**Assignment 1:**
Using the abstract on thrombotic thrombocytopenic purpura, answer each of the following questions.
(a) What remission rates does the abstract give for current emergency management of TTP?
(b) By what other name is hereditary TTP known?
(c) Which relapses does rituximab prevent, and which does it not prevent?
**Assignment 2:** List every specific condition that the abstract on thrombotic thrombocytopenic purpura names as occurring in association with acquired TTP.

**Source document:**
Current management and therapeutical perspectives in thrombotic thrombocytopenic purpura

Paul Coppo, Agnès Veyradier
La Presse Médicale 2012, 41 (3 Pt 2): e163-76
Thrombotic thrombocytopenic purpura (TTP) is a particular form of thrombotic microangiopathy typically characterized by microangiopathic hemolytic anemia, profound peripheral thrombocytopenia, and a severe deficiency of the von Willebrand factor-cleaving protease ADAMTS13 (acronym for A Disintegrin And Metalloproteinase with ThromboSpondin-1 motifs [13th member of the family]). ADAMTS13 deficiency is usually severe (<10% of normal activity) and results from autoantibodies directed to ADAMTS13 (acquired TTP) or from biallelic mutations of the encoding gene. In some cases, acquired TTP occurs in association with specific conditions that must be identified for appropriate management: a HIV infection, a connective tissue disease, a pregnancy, a cancer or a treatment with antiplatelet agents. TTP requires a rapid diagnosis and an adapted management in emergency, which allows current remission rates of 80 to 90%. Maximal measures of resuscitation may be required. Daily sessions of therapeutical plasma exchange (TPE) until durable platelet count recovery remain the basis of management of acquired TTP. In the last few years, the anti-CD20 monoclonal antibody rituximab has been increasingly used in patients with a suboptimal response to standard treatment, such as those with refractory disease (∼10% of cases) or an exacerbation of the disease despite intensive TPE (∼50% of cases). Rituximab prevents 1-year but not long-term relapses. Further studies should specify the optimal schedule of rituximab administration and its role as a prophylactic treatment in asymptomatic patients with severe acquired ADAMTS13 deficiency that persists even in disease remission. In hereditary TTP, also known as Upshaw-Schulman syndrome (USS), a diagnosis early in life is mandatory. Prophylactic infusions of plasma should be performed in chronic relapsing forms to prevent long-term organ complications, which have to be assessed accurately and regularly. In the upcoming years, new targeted therapies evaluated through international trials should further improve the management of these diseases. Consensual guidelines for the treatment of very specific and rare situations (such as management during pregnancy in USS patients and prevention of relapses in chronic relapsing acquired TTP) should arise from the shared experience of national groups.

**Information:**
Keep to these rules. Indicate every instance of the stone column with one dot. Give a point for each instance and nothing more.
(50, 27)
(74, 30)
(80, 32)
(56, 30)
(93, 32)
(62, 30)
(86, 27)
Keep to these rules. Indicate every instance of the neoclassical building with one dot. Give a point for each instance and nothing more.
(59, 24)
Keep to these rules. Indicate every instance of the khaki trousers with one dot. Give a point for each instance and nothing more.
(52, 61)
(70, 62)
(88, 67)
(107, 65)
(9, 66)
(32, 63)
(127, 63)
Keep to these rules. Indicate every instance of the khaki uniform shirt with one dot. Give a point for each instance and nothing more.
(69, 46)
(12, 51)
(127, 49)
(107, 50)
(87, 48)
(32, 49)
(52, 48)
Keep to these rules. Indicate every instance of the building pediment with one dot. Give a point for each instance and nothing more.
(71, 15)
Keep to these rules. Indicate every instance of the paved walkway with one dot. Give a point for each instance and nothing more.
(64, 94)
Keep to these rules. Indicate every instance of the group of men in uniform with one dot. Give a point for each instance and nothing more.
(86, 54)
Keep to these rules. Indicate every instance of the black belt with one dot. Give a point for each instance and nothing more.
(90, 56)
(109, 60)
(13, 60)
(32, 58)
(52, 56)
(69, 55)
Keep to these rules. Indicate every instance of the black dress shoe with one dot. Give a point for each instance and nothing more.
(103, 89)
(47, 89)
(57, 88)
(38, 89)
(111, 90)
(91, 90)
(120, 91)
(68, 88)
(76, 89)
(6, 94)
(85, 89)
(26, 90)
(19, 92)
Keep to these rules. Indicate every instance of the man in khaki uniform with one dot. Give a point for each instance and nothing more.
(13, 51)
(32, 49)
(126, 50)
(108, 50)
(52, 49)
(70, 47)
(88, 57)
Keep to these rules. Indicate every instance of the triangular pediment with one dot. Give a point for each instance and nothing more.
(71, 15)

**Answer area 1:**
(a) 80 to 90%
(b) Upshaw-Schulman syndrome (USS)
(c) It prevents 1-year relapses but not long-term relapses.

**Answer area 2:**
- HIV infection
- Connective tissue disease
- Pregnancy
- Cancer
- Treatment with antiplatelet agents